─── DATASET CONTENT
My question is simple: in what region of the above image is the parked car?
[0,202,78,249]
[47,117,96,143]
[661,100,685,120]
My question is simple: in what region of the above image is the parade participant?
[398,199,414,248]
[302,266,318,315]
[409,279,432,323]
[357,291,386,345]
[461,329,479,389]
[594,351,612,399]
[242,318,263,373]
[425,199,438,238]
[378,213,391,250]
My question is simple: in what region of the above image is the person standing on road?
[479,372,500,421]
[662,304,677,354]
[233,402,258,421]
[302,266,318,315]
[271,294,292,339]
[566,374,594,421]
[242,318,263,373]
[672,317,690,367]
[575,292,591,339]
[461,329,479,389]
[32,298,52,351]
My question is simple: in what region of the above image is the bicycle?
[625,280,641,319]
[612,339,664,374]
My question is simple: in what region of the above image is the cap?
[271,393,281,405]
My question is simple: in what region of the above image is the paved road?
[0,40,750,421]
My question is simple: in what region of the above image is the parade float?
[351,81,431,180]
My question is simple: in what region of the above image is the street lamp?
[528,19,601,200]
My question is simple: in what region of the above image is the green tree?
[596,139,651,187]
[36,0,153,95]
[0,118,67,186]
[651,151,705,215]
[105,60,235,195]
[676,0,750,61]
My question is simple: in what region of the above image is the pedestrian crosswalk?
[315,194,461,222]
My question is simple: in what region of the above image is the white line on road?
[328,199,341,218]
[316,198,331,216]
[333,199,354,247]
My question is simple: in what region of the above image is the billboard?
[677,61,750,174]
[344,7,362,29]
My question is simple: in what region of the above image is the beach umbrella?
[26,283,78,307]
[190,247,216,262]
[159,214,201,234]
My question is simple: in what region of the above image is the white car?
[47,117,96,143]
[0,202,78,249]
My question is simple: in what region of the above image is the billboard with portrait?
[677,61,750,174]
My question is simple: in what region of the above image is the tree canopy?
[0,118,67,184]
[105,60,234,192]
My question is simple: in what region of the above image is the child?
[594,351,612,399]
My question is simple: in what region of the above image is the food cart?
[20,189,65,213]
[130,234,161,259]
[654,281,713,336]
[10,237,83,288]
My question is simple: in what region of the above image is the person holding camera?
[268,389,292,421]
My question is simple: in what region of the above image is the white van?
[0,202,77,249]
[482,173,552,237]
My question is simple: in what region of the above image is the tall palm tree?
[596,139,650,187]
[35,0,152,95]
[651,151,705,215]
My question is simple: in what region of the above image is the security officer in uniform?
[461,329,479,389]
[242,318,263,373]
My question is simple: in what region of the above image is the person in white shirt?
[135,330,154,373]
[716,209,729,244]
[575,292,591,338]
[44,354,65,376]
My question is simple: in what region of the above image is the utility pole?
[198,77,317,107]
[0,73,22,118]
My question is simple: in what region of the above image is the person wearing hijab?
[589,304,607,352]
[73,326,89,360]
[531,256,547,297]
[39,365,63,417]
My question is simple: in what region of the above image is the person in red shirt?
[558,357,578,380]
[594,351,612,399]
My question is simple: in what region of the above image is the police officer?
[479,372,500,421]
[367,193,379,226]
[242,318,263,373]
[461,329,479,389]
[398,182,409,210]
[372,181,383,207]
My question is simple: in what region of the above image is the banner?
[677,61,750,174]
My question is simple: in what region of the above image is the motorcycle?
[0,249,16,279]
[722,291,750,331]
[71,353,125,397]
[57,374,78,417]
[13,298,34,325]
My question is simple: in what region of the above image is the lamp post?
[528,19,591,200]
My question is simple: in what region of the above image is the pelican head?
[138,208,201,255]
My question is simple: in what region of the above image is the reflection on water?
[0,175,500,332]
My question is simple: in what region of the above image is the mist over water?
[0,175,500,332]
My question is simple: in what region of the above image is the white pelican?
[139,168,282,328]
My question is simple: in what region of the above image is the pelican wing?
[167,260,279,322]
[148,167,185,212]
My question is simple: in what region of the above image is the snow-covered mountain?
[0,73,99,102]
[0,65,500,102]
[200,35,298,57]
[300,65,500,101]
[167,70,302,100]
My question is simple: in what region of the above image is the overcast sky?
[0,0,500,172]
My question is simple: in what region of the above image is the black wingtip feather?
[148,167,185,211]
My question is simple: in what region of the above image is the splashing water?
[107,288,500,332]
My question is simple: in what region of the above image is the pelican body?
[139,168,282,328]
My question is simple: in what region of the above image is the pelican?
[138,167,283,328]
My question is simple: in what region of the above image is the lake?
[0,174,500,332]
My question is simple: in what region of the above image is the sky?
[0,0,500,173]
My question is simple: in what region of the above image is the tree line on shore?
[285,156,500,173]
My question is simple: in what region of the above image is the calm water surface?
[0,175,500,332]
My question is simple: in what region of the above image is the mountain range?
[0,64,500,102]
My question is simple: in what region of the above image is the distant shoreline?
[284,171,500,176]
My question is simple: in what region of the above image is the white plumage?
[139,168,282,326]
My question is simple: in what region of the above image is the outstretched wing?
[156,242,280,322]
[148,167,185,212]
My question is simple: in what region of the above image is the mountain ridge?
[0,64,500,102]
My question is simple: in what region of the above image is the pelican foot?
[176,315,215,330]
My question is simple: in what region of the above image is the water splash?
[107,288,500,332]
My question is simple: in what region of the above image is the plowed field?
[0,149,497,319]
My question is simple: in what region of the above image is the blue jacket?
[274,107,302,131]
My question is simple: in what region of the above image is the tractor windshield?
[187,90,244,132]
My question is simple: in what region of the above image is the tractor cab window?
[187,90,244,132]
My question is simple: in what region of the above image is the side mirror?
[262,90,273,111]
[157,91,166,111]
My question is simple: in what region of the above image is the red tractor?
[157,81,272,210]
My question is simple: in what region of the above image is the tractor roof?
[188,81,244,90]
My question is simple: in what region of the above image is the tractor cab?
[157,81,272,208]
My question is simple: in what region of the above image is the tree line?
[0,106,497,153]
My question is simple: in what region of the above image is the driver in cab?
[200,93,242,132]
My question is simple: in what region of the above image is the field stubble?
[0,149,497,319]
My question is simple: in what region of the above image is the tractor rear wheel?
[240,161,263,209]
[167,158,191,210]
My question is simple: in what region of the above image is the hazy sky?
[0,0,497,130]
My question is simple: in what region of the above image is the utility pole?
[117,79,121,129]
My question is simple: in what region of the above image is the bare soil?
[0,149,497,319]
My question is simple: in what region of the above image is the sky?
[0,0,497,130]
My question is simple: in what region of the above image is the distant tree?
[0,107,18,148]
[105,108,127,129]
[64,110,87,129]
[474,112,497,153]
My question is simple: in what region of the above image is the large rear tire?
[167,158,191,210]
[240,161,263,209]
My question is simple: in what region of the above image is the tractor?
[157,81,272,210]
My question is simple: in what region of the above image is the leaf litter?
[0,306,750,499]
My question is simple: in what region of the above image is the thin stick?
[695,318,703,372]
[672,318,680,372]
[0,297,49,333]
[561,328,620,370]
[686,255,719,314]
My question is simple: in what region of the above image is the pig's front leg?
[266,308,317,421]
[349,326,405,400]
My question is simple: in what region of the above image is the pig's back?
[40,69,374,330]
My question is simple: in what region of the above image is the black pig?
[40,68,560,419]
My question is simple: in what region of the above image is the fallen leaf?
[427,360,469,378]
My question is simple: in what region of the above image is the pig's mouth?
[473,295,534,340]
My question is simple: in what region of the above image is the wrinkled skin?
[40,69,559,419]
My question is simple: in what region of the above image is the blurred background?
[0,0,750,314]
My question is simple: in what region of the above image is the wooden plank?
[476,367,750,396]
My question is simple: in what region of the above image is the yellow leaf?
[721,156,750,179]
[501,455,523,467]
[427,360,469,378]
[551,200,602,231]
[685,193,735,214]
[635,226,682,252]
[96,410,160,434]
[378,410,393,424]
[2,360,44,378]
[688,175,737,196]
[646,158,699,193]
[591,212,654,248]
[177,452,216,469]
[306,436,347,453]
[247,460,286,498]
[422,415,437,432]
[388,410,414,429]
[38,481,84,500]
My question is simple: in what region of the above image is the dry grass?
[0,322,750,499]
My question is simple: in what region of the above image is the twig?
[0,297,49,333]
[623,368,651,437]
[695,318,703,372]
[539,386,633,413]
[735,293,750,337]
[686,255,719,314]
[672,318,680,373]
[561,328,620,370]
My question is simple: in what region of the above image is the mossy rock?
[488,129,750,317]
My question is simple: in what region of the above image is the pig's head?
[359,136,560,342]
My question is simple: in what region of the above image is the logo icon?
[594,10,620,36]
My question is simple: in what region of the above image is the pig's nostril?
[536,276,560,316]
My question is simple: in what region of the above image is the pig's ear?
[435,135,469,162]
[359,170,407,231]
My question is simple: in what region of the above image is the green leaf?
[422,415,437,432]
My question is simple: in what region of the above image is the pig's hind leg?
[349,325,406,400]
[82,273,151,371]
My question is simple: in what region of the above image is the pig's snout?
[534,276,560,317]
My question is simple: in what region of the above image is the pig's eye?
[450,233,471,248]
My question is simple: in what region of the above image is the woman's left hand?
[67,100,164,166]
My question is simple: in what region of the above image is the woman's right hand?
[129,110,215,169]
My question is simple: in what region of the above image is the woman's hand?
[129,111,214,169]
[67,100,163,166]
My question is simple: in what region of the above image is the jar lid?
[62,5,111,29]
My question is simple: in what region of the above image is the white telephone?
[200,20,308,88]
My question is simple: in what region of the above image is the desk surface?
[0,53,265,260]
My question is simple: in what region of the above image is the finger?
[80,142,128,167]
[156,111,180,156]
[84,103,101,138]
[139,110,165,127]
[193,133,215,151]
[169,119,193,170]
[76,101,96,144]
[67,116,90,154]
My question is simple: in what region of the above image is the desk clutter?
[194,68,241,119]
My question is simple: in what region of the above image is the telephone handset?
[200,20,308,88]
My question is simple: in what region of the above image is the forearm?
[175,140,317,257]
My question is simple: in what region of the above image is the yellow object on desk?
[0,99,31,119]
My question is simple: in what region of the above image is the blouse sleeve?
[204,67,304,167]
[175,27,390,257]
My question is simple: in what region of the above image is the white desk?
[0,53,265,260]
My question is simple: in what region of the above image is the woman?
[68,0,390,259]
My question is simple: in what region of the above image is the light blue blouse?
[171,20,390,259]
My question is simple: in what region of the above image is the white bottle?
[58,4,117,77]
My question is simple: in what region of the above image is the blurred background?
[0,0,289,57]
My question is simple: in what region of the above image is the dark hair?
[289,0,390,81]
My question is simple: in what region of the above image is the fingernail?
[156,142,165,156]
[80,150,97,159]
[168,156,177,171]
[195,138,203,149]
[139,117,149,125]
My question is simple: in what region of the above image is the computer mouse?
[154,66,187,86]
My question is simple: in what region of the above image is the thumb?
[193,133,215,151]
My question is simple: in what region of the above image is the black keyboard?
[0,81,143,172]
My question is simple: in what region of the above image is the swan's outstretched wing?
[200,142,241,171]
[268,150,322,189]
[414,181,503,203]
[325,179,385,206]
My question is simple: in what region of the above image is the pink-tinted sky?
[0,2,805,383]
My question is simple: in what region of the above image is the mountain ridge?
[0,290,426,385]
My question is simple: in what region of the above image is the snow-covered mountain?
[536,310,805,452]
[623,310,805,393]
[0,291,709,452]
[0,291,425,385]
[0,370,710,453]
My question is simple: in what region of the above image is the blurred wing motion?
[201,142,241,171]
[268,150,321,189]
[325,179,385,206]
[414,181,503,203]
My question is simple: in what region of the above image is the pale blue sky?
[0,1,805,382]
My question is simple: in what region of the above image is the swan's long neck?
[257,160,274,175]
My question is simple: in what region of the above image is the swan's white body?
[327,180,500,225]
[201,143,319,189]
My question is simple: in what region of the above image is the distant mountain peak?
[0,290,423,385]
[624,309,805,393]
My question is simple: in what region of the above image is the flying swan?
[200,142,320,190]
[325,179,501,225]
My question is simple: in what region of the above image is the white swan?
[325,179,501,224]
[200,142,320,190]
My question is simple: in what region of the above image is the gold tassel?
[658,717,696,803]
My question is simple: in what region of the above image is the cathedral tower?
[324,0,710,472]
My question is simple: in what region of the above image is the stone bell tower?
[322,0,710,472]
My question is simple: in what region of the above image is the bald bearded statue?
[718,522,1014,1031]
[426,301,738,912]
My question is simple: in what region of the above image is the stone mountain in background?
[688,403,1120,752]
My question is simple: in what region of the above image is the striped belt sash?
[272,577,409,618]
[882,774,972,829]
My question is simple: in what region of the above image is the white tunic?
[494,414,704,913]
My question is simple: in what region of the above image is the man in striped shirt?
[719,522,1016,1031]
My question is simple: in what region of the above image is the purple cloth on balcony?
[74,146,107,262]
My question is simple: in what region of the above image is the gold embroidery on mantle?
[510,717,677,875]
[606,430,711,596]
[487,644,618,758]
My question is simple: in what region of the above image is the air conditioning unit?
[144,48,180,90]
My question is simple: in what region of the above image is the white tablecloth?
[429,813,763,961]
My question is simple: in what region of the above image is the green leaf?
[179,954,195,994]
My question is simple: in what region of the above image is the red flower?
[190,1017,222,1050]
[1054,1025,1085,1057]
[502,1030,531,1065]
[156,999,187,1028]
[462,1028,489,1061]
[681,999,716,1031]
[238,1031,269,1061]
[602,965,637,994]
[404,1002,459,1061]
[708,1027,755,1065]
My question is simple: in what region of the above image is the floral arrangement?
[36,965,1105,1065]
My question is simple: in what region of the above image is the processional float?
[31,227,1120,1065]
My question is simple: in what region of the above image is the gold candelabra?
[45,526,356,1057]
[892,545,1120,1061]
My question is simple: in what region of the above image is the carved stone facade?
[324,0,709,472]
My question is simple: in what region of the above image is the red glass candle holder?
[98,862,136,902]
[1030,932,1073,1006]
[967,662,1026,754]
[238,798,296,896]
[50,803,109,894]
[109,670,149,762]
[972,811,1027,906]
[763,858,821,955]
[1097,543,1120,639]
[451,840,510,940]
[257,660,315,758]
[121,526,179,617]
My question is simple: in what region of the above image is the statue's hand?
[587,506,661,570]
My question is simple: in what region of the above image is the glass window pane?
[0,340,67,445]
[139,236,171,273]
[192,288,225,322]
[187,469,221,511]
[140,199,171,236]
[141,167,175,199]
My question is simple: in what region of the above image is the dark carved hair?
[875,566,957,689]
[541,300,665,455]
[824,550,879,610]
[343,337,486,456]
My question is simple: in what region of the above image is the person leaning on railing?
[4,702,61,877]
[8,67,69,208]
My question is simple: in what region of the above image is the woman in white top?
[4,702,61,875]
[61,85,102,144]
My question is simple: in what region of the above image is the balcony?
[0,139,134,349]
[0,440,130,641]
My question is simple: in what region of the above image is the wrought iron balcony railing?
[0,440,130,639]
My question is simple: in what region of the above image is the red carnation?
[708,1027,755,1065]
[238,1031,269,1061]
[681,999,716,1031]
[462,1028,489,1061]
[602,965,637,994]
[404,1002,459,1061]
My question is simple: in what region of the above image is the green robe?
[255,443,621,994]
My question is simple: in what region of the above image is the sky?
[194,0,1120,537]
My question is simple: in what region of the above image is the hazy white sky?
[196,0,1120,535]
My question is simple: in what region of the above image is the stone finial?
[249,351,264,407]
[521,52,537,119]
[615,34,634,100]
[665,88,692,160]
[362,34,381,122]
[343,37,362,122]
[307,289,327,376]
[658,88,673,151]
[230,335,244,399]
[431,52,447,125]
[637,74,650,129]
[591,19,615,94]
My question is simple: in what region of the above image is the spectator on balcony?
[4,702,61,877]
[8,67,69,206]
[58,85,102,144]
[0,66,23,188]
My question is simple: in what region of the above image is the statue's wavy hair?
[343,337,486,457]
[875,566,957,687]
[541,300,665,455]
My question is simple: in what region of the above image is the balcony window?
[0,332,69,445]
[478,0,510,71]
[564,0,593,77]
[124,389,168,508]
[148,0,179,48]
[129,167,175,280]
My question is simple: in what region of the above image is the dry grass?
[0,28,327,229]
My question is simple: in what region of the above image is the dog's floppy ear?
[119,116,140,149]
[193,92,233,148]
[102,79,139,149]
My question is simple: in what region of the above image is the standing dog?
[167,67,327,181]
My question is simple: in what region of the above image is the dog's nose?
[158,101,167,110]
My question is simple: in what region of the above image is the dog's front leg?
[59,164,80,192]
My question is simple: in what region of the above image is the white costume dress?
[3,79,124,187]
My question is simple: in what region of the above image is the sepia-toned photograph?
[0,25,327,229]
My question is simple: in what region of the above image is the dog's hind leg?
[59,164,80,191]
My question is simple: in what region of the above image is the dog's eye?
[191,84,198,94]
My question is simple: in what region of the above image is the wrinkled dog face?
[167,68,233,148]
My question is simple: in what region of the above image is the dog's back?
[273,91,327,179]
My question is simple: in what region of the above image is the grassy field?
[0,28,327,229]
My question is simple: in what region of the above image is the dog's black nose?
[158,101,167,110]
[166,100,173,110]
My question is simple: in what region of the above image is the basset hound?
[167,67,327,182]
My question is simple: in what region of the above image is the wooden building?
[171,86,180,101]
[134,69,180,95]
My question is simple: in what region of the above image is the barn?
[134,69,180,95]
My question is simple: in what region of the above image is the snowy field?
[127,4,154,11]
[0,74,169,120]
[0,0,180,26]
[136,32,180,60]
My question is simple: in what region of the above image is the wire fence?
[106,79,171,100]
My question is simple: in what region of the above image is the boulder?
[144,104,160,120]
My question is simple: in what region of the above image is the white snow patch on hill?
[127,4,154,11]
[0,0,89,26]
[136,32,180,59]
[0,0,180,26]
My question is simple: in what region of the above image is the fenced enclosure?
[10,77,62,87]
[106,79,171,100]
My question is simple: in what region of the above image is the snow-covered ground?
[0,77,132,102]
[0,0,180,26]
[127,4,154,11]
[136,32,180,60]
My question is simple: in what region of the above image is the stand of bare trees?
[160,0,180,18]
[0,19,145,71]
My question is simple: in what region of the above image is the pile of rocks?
──────
Recast the entry lines from the one containing "the processional float?" through the one containing "[343,337,486,456]", inclusive, as a Markdown table with the columns Row and Entry line. Leave out any blank lines.

| Row | Entry line |
|---|---|
| 1 | My question is simple: in what region of the above image is the processional float? |
| 2 | [31,227,1120,1065] |
| 3 | My question is simple: in what region of the above image is the gold candelabra? |
| 4 | [45,526,356,1057] |
| 5 | [892,545,1120,1061] |
| 6 | My question is simple: in what region of the above image is the carved stone facade? |
| 7 | [324,0,709,472] |
| 8 | My question is simple: in what region of the above image is the red glass candle holder? |
| 9 | [98,862,136,902] |
| 10 | [1030,932,1073,1006] |
| 11 | [967,662,1026,754] |
| 12 | [238,798,296,896] |
| 13 | [50,803,109,894] |
| 14 | [109,670,149,762] |
| 15 | [972,811,1027,906] |
| 16 | [763,858,821,955] |
| 17 | [1097,543,1120,639] |
| 18 | [451,840,510,940] |
| 19 | [257,660,315,758] |
| 20 | [121,526,179,617] |
| 21 | My question is simple: in what region of the above image is the statue's hand? |
| 22 | [587,506,661,570] |
| 23 | My question is simple: in what region of the above image is the glass window pane? |
| 24 | [0,340,67,445] |
| 25 | [139,236,171,273] |
| 26 | [192,288,225,322] |
| 27 | [187,469,221,511] |
| 28 | [140,199,171,236] |
| 29 | [141,167,175,199] |
| 30 | My question is simple: in what region of the above image is the dark carved hair? |
| 31 | [875,566,957,689] |
| 32 | [541,300,665,455] |
| 33 | [824,550,879,610] |
| 34 | [343,337,486,456] |